**Text section**:
--- start ---

Decreasing the amount of carbon in the grains (it was imposed somehow arbitrarily, see Sect. 4.2) would mechanically decrease their blowout size. Pure silicate grains with the same porosity and ice content have a_blow = 0.89 μm, but they do not provide good fits to the SED. We computed additional grid of models with alternative v_C/v_Si values. The results confirm the conclusion of Sect. 4.1.1: all Si+C+H₂O+porosity models lead to similarly good fits to the SED, as long as a sufficient fraction of carbon is considered. For instance, if silicates represent only 10% of the C+Si mixture, then v_ice remains at 0.65 and the porosity is reduced to 55%, with M_dust = 0.043   M_⊕, a_min = 0.89   μm and ${\mathit{\chi }}_{\mathrm{r}}^{\mathrm{2}}\mathrm{=}\mathrm{1.66}$. All these values remain within the uncertainties of the original model. Models involving carbon-poor grains do not provide good fits to the SED, but as long as v_C/v_Si ≳ 0.5, the results remain unchanged. In summary, the discrepancy between a_min and a_blow does not lie on the hypothesis we made on the composition of the grains.

--- end ---

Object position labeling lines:
--- start ---

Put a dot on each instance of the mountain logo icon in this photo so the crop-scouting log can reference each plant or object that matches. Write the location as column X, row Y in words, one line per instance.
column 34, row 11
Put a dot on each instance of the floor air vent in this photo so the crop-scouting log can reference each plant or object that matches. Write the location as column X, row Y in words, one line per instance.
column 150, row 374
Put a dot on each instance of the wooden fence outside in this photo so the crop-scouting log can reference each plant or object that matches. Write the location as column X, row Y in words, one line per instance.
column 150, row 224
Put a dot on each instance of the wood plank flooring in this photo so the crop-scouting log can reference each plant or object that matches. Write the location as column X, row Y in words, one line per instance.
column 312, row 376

--- end ---
--- start ---

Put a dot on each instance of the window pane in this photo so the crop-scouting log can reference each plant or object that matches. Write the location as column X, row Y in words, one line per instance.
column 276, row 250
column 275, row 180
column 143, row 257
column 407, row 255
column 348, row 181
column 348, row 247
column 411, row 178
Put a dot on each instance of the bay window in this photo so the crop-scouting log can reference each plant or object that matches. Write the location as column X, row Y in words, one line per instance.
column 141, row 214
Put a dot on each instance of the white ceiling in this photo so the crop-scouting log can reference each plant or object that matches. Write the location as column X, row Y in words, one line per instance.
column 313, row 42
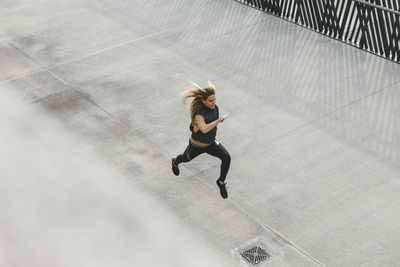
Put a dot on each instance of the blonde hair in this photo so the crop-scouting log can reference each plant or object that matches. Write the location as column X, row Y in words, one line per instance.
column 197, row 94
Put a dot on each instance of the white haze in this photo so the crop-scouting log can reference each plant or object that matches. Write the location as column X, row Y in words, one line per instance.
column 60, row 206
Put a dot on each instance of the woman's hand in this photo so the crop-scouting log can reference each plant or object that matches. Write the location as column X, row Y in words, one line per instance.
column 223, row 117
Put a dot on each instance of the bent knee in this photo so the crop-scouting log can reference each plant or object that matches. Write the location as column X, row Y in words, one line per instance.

--- end ---

**Request A**: According to the passage on dust grain composition, what blowout size do pure silicate grains with the same porosity and ice content have?
**Request B**: Please write the next part of the passage on dust grain composition, picking up after its final sentence.
These lines have no connection to the passage on dust grain composition.

**Written answer A**: They have a blowout size of 0.89 μm.

**Written answer B**:
Our estimation of a_blow is based on the assumption that the grains are spherical and homogeneous, but the actual response of inhomogeneous aggregates to radiation pressure cannot be that simple. Saija et al. (2003) for instance show that the fluffiness of the grains tends to decrease their radiation pressure cross-section, as if aggregates behaved like their elemental constituents. This would make grains below the theoretical blowout size less sensitive to radiation pressure, and allow them to remain bound to the star. Thus the apparent inconsistency may be interpreted as another signpost of the complex structure of the grains. We emphasize that fixing a_min as equal to a_blow calculated with the (EMT-)Mie theory would not be a relevant approach when dealing with porous grains.

Another possibility is that grains are not in dynamical equilibrium (i.e. an imbalance between production and ejection), following for instance a major collisional event, such as an asteroid break-up. An excess of dust grains from all sizes would have been produced, including grains below the blowout size. These grains could have survived destructive collisions and radiation pressure blowing for long enough to be observed. Of course, observing such an event is unlikely, because dust typical lifetime is only of the order of 1000 years, which is small with comparison to the age of the star (see Sect. 7.2). But this “rare event hypothesis” would be consistent the scenario proposed by Chen et al. (2008) to justify the brightness asymmetry they claim to observe in thermal light.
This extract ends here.